Extract:
And this gift -- or this curse --
Menzel and Kristin Chenoweth tone it down a notch in this one, and it's a welcome shift at the end of this album. This song's lyrics are fundamentally very cheesy even though its overall message is sound, that idea that we come into each other's lives for a reason to give and to take and to learn and we're often left wondering if we're better or worse off for knowing certain people, but the way they sing these two lines at the end gives me chills.
Who can say if I've been changed for the better?
You're a Good Man, Charlie Brown
The Book Report Song
This song where the characters are all taking different approaches to writing a book report is clever and hilarious and endears the listener to every last damn one of these kids. Schroeder bangs his out on a computer like he's on his piano, comparing Peter Rabbit nonsensically but passionately to Robin Hood. Linus extemporaneously philosophizes on Mr. MacGregor as both farmer and humanitarian. Lucy says the book is stupid and the rabbit is stupid and keeps using the word "very" many times in succession so she can reach her word count. And Charlie Brown, of course, just wails and moans and gnashes his teeth complaining histrionically about writing it instead of actually writing it which is exactly what I do when I have a speech due, making him in that way as in many others a boy after my own heart.
Why does this always happen
This song makes me cry right along with Charlie Brown every time I watch this stupid cartoon. See, he's a pretty bad baseball player, and his team is really counting on him, and he gets totally distracted by the Little Redheaded Girl and bombs, and he's writing all of this to his pen pal and his tears splash down and smear the ink and OH MY GOD, poor Charlie Brown. How many times have you been so mortified that you just wanted to disappear, run away, never to be seen again? Let me just tell you how many times I have. A lot.
Dear Pen Pal,
Only quite possibly the sweetest, simplest song ever to end a musical. This song is this show boiled down to its essence, which is just living life through its simple moments and trying to hang in there through it all.
And happiness is coming home again …
Happiness is singing together when day is through,
And happiness is those who sing with you.
Happiness is morning and evening,
Daytime and nighttime, too.
And happiness is anyone and anything at all
That's loved by you.

Parts of the exercise:
(A) Set down the passage of the song commentary word for word, starting with "And this gift" and going on through "gives me chills.".
(B) Put this sentence from the song commentary into Spanish: "Linus extemporaneously philosophizes on Mr. MacGregor as both farmer and humanitarian."
(C) Write what comes next in the commentary on musical songs, picking up after its final line.
The lines after this text are unrelated material.

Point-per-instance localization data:
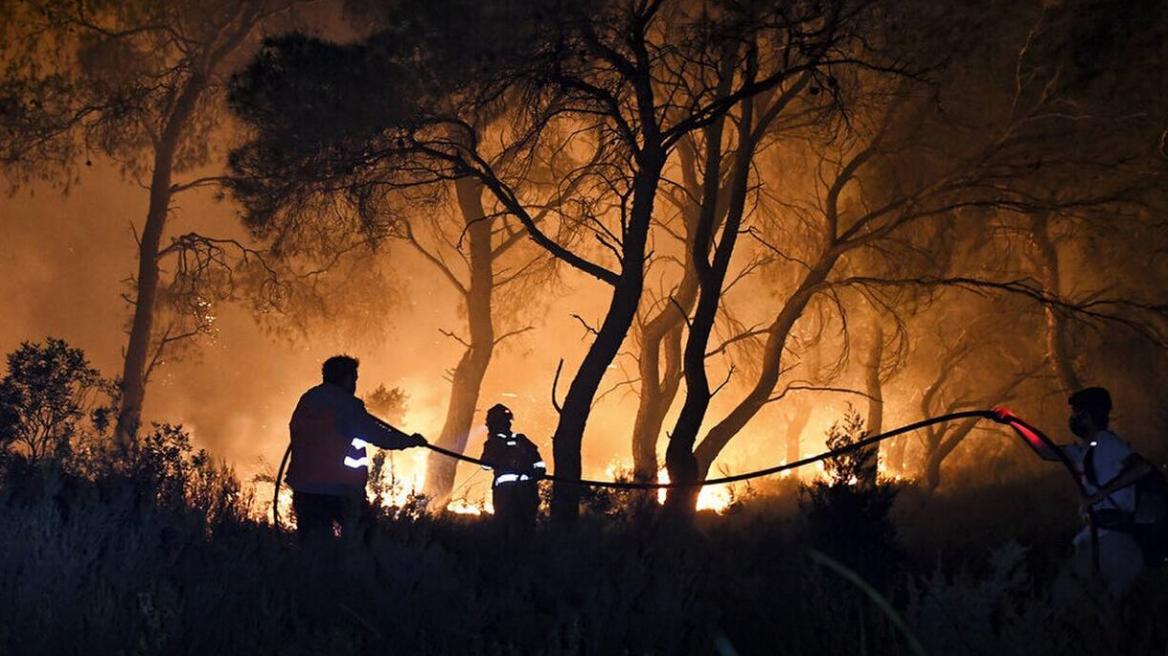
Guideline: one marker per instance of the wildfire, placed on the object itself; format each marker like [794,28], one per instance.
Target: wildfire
[713,497]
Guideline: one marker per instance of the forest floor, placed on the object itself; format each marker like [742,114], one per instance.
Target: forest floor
[115,566]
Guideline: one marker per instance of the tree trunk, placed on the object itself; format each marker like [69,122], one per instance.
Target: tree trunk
[680,459]
[472,367]
[778,333]
[665,330]
[626,297]
[874,389]
[795,426]
[134,368]
[1058,348]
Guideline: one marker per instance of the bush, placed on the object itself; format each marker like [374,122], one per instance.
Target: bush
[49,395]
[849,515]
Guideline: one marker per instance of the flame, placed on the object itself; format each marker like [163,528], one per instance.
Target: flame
[717,499]
[464,507]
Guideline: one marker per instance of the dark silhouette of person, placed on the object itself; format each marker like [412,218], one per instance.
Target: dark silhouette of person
[329,468]
[1109,469]
[518,467]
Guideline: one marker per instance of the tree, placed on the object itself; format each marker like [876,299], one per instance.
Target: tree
[139,84]
[621,82]
[46,397]
[902,171]
[475,248]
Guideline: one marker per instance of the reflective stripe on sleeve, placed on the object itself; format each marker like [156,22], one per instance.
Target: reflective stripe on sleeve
[510,479]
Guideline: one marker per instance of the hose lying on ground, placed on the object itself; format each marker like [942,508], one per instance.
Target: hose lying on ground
[655,486]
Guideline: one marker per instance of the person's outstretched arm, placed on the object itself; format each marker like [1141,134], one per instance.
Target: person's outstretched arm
[357,424]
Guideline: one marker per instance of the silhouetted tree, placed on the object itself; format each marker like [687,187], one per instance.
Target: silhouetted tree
[47,396]
[137,83]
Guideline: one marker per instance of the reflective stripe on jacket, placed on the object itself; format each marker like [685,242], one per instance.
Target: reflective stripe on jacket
[515,459]
[329,431]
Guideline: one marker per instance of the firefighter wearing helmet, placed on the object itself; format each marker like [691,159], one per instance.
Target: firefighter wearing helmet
[518,467]
[329,467]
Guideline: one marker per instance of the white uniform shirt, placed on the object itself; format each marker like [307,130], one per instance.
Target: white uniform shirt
[1110,453]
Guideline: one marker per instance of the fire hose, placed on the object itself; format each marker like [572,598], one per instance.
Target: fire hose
[1031,435]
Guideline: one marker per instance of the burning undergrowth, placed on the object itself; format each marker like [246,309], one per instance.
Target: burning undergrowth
[175,563]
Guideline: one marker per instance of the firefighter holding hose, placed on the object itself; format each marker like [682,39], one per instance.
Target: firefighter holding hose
[331,430]
[518,468]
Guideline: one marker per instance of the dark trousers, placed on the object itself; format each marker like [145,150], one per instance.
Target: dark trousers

Response list:
(A)
And this gift -- or this curse --
Menzel and Kristin Chenoweth tone it down a notch in this one, and it's a welcome shift at the end of this album. This song's lyrics are fundamentally very cheesy even though its overall message is sound, that idea that we come into each other's lives for a reason to give and to take and to learn and we're often left wondering if we're better or worse off for knowing certain people, but the way they sing these two lines at the end gives me chills.

(B) Linus filosofa de manera improvisada sobre el señor MacGregor como granjero y humanitario a la vez.

(C)
And as if it's not enough that right there is the most awesome definition of happiness in the history of not only musical theater but possibly mankind, it is after the last line that the wretched Lucy decides for once in her godforsaken, miserable life not to demean poor Charlie Brown who clearly has that day, much like Dana Whitaker, seen enough to know that he has seen enough, but to affirm him, to suck it up and admit to him, "You're a good man, Charlie Brown." And it is then that I come wholly unglued. But in a good way.
In short, I've now been alive for thirty years, and I can't remember a single one of them when musicals either in movies or onstage or on records or tapes or CDs haven't been a big part of my life. I think before I could even read books, they were what first really captured my imagination and brought it to life. And I hope that I never outgrow them.
About this time in ...
© Copyright 2005 elb
The list just kept getting longer and longer to the point of being truly maniacal, so I decided to cap the list at thirty because I was turning thirty. (I know.)
So it ended up being totally lopsided and I ended up leaving off all kinds of songs that I love and cutting whole musicals altogether that are among my favorites, like Annie Get Your Gun, Bye Bye Birdie, West Side Story, CAMELOT, for the love of God, and West Side Story, to name a few, and I realized that I'm going to make another list one of these days.
But that day is not today.
So here are just some. That I love. Thirty of them. And there are a whole lot more.
And I realize that I am a sick individual, really I do.